> _STATED GOAL_
Could you copy out the lines below, starting with the line that contains "- **Query**: church door" and going on through the line that contains "left=67, top=32, right=71, bottom=45", with every bounding box coordinate multiplied by 2.45 and rounded to a whole number (halves round up)? Keep everything else unchanged, including the sample format.

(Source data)
=-=-=

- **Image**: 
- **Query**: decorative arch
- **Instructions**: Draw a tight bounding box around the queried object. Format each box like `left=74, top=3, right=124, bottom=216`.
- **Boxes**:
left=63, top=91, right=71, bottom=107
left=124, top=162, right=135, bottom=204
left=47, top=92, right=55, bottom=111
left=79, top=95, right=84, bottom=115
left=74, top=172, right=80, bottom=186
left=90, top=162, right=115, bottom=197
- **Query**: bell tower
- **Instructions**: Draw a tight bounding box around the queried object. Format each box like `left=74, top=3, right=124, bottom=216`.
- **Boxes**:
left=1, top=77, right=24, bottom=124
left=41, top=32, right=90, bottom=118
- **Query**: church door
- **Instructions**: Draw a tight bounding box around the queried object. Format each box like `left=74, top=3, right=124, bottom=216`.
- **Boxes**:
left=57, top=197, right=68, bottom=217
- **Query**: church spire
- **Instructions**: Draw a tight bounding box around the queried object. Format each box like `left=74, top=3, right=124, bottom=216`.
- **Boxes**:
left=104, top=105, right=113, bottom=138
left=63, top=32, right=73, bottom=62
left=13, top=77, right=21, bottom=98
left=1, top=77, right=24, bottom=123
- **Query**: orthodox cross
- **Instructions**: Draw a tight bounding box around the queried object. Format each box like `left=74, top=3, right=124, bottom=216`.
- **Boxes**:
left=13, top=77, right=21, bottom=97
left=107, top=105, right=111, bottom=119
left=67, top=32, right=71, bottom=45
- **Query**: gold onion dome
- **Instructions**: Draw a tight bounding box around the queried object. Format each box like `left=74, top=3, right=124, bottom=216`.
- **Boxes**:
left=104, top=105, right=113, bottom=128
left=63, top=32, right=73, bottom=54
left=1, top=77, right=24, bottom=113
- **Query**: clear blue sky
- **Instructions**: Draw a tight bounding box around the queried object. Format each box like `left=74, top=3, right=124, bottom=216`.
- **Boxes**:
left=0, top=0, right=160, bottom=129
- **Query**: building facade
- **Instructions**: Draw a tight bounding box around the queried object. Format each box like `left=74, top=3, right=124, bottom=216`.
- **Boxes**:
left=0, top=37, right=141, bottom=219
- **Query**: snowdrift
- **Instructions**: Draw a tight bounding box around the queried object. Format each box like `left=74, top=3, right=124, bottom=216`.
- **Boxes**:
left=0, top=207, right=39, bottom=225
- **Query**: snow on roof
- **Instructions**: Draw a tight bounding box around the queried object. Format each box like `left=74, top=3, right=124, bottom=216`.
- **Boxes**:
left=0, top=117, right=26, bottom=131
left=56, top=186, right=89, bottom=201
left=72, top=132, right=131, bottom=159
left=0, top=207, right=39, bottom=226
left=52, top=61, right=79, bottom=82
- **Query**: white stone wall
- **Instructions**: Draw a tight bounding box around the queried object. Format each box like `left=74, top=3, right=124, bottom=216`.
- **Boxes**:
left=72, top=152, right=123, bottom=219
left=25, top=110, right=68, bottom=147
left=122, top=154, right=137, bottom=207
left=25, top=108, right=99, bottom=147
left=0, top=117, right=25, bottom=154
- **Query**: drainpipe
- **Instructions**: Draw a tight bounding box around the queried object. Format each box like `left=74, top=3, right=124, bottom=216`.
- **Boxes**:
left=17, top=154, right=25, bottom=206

=-=-=

> _TASK OUTPUT_
- **Query**: church door
- **Instructions**: Draw a tight bounding box around the queried object. Format each box like `left=74, top=3, right=124, bottom=216`.
- **Boxes**:
left=140, top=483, right=167, bottom=532
- **Query**: church spire
- **Instructions**: Draw a tight bounding box around the queried object. Format each box like `left=74, top=3, right=124, bottom=216`.
- **Boxes**:
left=255, top=257, right=277, bottom=338
left=154, top=78, right=179, bottom=152
left=32, top=189, right=51, bottom=240
left=2, top=189, right=59, bottom=301
- **Query**: orthodox cross
- **Instructions**: Draw a tight bounding box around the queried object. Format each box like `left=74, top=3, right=124, bottom=216`.
- **Boxes**:
left=32, top=189, right=51, bottom=238
left=262, top=257, right=272, bottom=292
left=164, top=78, right=174, bottom=110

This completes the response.